**WHAT THE TASK ASKS**.
Reproduce each entry exactly as it reads. Leave the images out.

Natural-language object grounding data

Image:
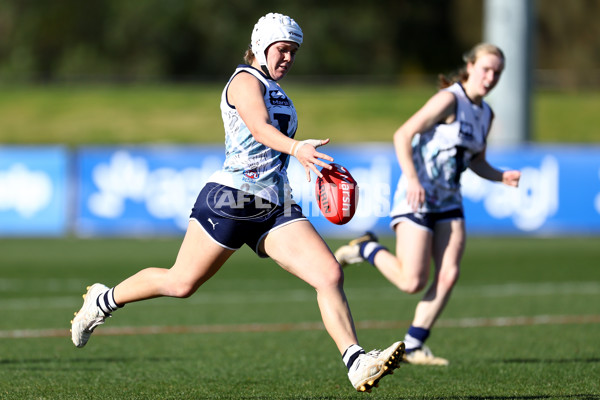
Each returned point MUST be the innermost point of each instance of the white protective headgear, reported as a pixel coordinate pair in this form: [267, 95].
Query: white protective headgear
[273, 28]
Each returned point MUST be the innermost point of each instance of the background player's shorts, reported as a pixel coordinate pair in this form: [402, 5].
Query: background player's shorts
[428, 220]
[233, 217]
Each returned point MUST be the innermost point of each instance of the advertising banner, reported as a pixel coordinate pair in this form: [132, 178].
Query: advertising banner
[34, 190]
[147, 191]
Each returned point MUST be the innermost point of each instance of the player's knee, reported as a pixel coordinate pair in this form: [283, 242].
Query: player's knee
[331, 276]
[413, 285]
[180, 286]
[448, 277]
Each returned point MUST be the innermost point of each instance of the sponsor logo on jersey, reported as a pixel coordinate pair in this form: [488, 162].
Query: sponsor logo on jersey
[466, 130]
[278, 98]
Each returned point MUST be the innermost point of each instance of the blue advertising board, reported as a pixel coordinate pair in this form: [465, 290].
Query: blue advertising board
[150, 190]
[141, 190]
[34, 190]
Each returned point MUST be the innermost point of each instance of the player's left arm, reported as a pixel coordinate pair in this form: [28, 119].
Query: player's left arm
[482, 167]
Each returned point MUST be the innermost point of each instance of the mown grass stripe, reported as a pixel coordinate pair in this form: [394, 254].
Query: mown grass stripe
[307, 326]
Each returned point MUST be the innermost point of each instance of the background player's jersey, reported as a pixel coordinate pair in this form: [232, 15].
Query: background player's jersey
[249, 165]
[441, 155]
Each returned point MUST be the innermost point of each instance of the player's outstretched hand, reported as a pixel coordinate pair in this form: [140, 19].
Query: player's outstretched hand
[306, 152]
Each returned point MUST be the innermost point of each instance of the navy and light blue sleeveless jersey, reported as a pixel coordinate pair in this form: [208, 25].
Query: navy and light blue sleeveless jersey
[441, 155]
[249, 165]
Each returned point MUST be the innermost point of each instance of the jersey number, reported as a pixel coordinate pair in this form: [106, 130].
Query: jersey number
[284, 122]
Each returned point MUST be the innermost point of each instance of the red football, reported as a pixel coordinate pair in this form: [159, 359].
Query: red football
[337, 194]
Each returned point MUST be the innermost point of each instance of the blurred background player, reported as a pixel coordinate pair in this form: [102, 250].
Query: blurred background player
[434, 146]
[249, 202]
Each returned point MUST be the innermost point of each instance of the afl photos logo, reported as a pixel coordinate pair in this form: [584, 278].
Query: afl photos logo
[241, 204]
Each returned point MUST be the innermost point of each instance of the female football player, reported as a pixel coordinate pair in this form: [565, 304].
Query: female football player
[434, 146]
[249, 202]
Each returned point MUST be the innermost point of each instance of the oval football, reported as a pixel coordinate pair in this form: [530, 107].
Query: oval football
[337, 194]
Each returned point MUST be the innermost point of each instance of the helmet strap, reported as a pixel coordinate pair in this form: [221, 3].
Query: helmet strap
[266, 71]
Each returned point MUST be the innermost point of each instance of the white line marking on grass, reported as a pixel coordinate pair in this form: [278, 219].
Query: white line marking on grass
[307, 326]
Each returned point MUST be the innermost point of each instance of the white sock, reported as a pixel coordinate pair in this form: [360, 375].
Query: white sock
[351, 354]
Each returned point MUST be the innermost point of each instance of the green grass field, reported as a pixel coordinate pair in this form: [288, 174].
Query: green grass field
[524, 323]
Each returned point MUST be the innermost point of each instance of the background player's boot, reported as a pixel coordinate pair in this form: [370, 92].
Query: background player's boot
[89, 316]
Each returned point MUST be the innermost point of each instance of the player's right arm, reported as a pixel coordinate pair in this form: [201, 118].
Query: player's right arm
[246, 94]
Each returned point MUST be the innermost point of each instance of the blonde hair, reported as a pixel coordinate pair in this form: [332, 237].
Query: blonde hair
[469, 57]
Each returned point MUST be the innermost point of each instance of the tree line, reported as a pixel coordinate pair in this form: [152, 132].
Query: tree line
[172, 40]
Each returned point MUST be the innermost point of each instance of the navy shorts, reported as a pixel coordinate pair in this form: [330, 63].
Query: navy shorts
[233, 217]
[428, 220]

**ANSWER BOX**.
Image:
Each returned point MUST be the innermost point of each instance of the white protective headgear, reported as a pixel coordinate pair in this form: [267, 95].
Query: white protective headgear
[273, 28]
Each returned point MUST be the innermost point of each instance of the background player's shorts, reported as a pixel coordinate pair in this form: [402, 5].
Query: background player's shorts
[428, 220]
[233, 217]
Each returned point MUST be the innermost point of each instance of the advertising banner, reported as a pixel coordinate pair in this form: [132, 178].
Query: advertising banner
[34, 190]
[147, 191]
Each returned point MUST be the innermost point of each instance of the player's knee, reported as a pixel coordinate pair in this form: [283, 242].
Query: player's knee
[331, 276]
[413, 285]
[180, 286]
[448, 277]
Each returned point MUST be the innermost point of each instance of the sponsor logo on jersey, reported as a pixel coordinate pair in this form: [488, 162].
Query: sponsor logo on jersey
[466, 130]
[278, 98]
Each returned point MUST be the innermost point of each instance of the blue advertising board, reported as a pixel coordinate pair in this form: [465, 290].
Query: blue advertising board
[150, 190]
[141, 190]
[34, 190]
Each returned point MUST be the innermost point of each instance of the player's left arm, reported as a pixel coordinate pair in this form: [28, 119].
Query: player's left arm
[482, 167]
Each returned point MUST be the innermost point of each instance of the mown grass stripe, reported as a pixel coordinate pair in this form: [394, 254].
Query: mown grass stripe
[307, 326]
Each returned point MUST be the innermost point of each instance of the background player's jersey, reported as a pixel coordinate pair in this form: [232, 15].
Query: background player's jersey
[249, 165]
[441, 155]
Each returned point MUST be the innermost point of each instance of the player's outstretched hand, reported as a pixel coordinate pair in this form: [140, 19].
Query: player's outstretched hand
[306, 152]
Each returned point MUST be the innermost point of each instance of the navy and light blue sleeveless jersey, reported as a pixel coordinate pair in this form: [208, 25].
Query: navy and light blue sleeveless jersey
[441, 155]
[249, 165]
Each returned point MUST be the innermost point of each instance of the jersey number, reported as a pixel coordinate pair in this form: [106, 130].
Query: jersey number
[284, 122]
Each returned point MUST be the innermost point of each instance of the red football, reported as a pixel coordinate pair in this form: [159, 359].
Query: red football
[337, 194]
Each returned point MUST be the innermost point of each instance of the blurred background player, reported as a pixel coordinate pair in this form: [102, 250].
Query: blurred background player
[434, 146]
[249, 202]
Each returned point MUST be the innermost point of each instance of the afl photos logo, reported as a pixel coordinate pair in this form: [584, 278].
Query: afl photos logo
[241, 204]
Each returned point MUST be the innermost point of each instance of the female football player, reported as a pixel coordinate pair in this form: [565, 304].
Query: female football player
[434, 146]
[249, 202]
Each returned point MUST be the innermost point of each instance of the oval football, reported as a pixel coordinate pair in this form: [530, 107].
Query: oval football
[337, 194]
Each returned point MUST be the innermost point of each instance of the helmet strap, reported as a pixel coordinate pair in this form: [221, 3].
Query: helmet strap
[266, 71]
Each returned point MUST be the innermost point of each instance of the white line marking on grass, reported as a pixel coordinate pair in this form: [278, 219].
Query: white line marking on grass
[307, 326]
Each returned point MUST be the innermost point of each instance of the white sock, reported as a pixel coordinate pair in this form: [360, 375].
Query: white sock
[351, 354]
Each returned point MUST be the innermost point of each instance of the green grass field, reported as a pixel coordinate pair in this form: [288, 174].
Query: green grass field
[524, 323]
Each returned point MUST be the innermost point of each instance of the background player's boot, reported as a pixel coordinate pair in this form: [370, 92].
Query: background player's boot
[89, 316]
Each returned point MUST be the innermost point of each instance of the player's right arm, reported as a pixel coordinate pair in this form: [201, 118].
Query: player's right arm
[246, 94]
Each returned point MUST be the innermost point of each instance of the blonde hair, reported as a pixel coordinate pair in this form: [332, 237].
Query: blonde hair
[469, 57]
Each returned point MUST be the innermost point of each instance of the tree line, reported as a pixel coordinate pair in this form: [152, 132].
Query: tree line
[172, 40]
Each returned point MUST be the innermost point of each instance of the navy shorts, reported as a pixel coordinate pair in this form: [330, 63].
Query: navy shorts
[233, 217]
[428, 220]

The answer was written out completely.